EXCERPT PROVIDED
Despite the new developments, talks continued on Friday as the two sides try to salvage a deal. A sticking point for the U.S., however, is whether China will agree to implement legal changes so as to facilitate the trade deal and to make the details public. China has resisted this push, insisting that it impinges on their national sovereignty.
The new tariffs will result in a more significant drag on growth if they are sustained, impacting not only capital expenditure and consumer spending but also confidence. In a recent note, we estimate that U.S. growth could be lowered by -0.1% to -0.3% with the higher tariff. Growth could fall by as much as -0.6% if the threatened $325bn becomes a reality. The run-up in inventories witnessed in prior months partially reflected preparation by businesses for this possibility, and with additional tariffs to take effect, they are likely to pass on price increases to consumers.
To date, inflationary pressures have been benign. Consumer prices in April rose 0.3% over the previous month and were up 2% year-on-year (Chart 1). However, the threatened escalation in tariffs could see inflationary pressures firm up. We estimate that consumer prices rose by 0.3ppts from tariffs already imposed and could rise by an additional 0.4ppts if the remaining $325bn of Chinese imports are made subject to 25% tariff (see note).
Despite the U.S.’s heavy use of tariffs to rebalance trade flows, their trade deficit edged up in March, reflecting the difficulties inherent in attempting to redirect international trade. Of note, the merchandise trade deficit with China, a special area of interest, has been declining for the past few months, and hit a five year low in March (Chart 2). This development may positively impact ongoing negotiations between the two economic powerhouses. All told, the U.S. and Chinese economies are at an important juncture. Decisions made now are likely to have significant implications for the global economic landscape in the future.
CANADA – Record Job Gain Defies Expectations
Canadian financial markets were mixed this week, with the S&P/TSX composite following global peers lower, dropping around 2.1% (as of writing), and the loonie moving sideways but remaining flat relative to last week. A mixed bag of data releases was joined by recent developments on the U.S.-China trade front. In a recent note, we highlight that the likely impact on Canadian growth if the recent increases in U.S. tariffs on Chinese goods persist sits in the 0.1%-0.2% range, with most of the impacts generated through confidence effects.
On the data front, today’s Labour Force Survey release was the main event. Labour markets continued to defy the ongoing soft patch in the Canadian economy, with a record 106.5K job gain (Chart 1) that was staggeringly above expectations for a flat print. Details of the report were just as positive. For instance, wage gains advanced 2.6% (y/y). The composition of job gains was healthy, with private sector (+84K) and full-time (+73K) hiring doing the heavy lifting. Other details were also encouraging, including an uptick in the participation rate (to 65.9%), and an unexpected but welcome increase in Alberta’s job gains (+21K).
Meanwhile, March’s international trade data offered a glimpse of hope (Chart 2). Export volumes rebounded 2.6%, and a pick-up in some consumer and investment-related import categories offered signs of optimism for domestic demand. The export bounce-back was also relatively broad-based, spanning 9 of the 11 categories, Unfortunately, much of this was eclipsed by a downward revision to already-weak February report, which left overall Q1 export volumes down 2.4%.

(Point annotation dataset records)
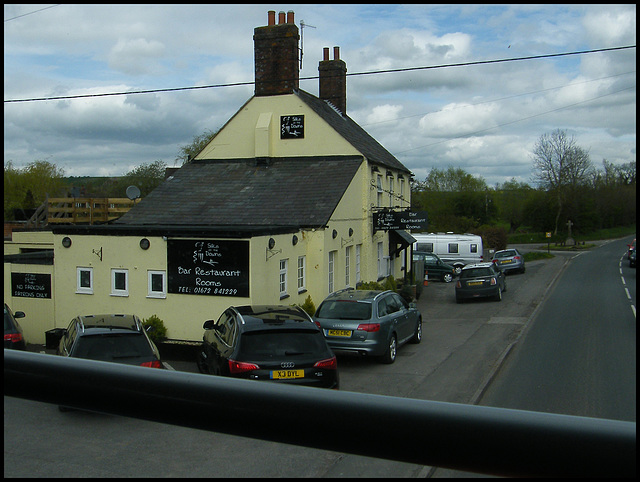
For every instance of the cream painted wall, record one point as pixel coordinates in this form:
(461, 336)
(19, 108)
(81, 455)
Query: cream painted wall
(258, 122)
(253, 131)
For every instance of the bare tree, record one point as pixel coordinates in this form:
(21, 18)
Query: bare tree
(560, 165)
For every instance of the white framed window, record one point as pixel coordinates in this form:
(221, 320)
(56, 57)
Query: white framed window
(84, 280)
(347, 265)
(302, 282)
(157, 284)
(119, 282)
(284, 263)
(380, 190)
(381, 263)
(332, 264)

CHALLENGES
• a. Summarize the economic update in two sentences.
• b. From the economic update, transcribe the part that opens with the words "Despite the new" and closes with "their national sovereignty.".
• c. Answer these questions from the economic update:
(i) What level did the participation rate rise to?
(ii) By how much were consumer prices in April up year-on-year?
(iii) About how much did the S&P/TSX composite drop this week, as of writing?

ANSWERS FOR THE TASKS
• a. New U.S. tariffs on Chinese goods could lower U.S. growth by 0.1% to 0.3%, or by as much as 0.6% if the threatened $325bn in tariffs takes effect, and could push consumer prices higher, while talks between the two sides continued. In Canada, the Labour Force Survey showed a record 106.5K job gain, and March export volumes rebounded 2.6%, though a downward revision to February left Q1 export volumes down 2.4%.

• b.
Despite the new developments, talks continued on Friday as the two sides try to salvage a deal. A sticking point for the U.S., however, is whether China will agree to implement legal changes so as to facilitate the trade deal and to make the details public. China has resisted this push, insisting that it impinges on their national sovereignty.

• c.
(i) 65.9%
(ii) 2%
(iii) Around 2.1%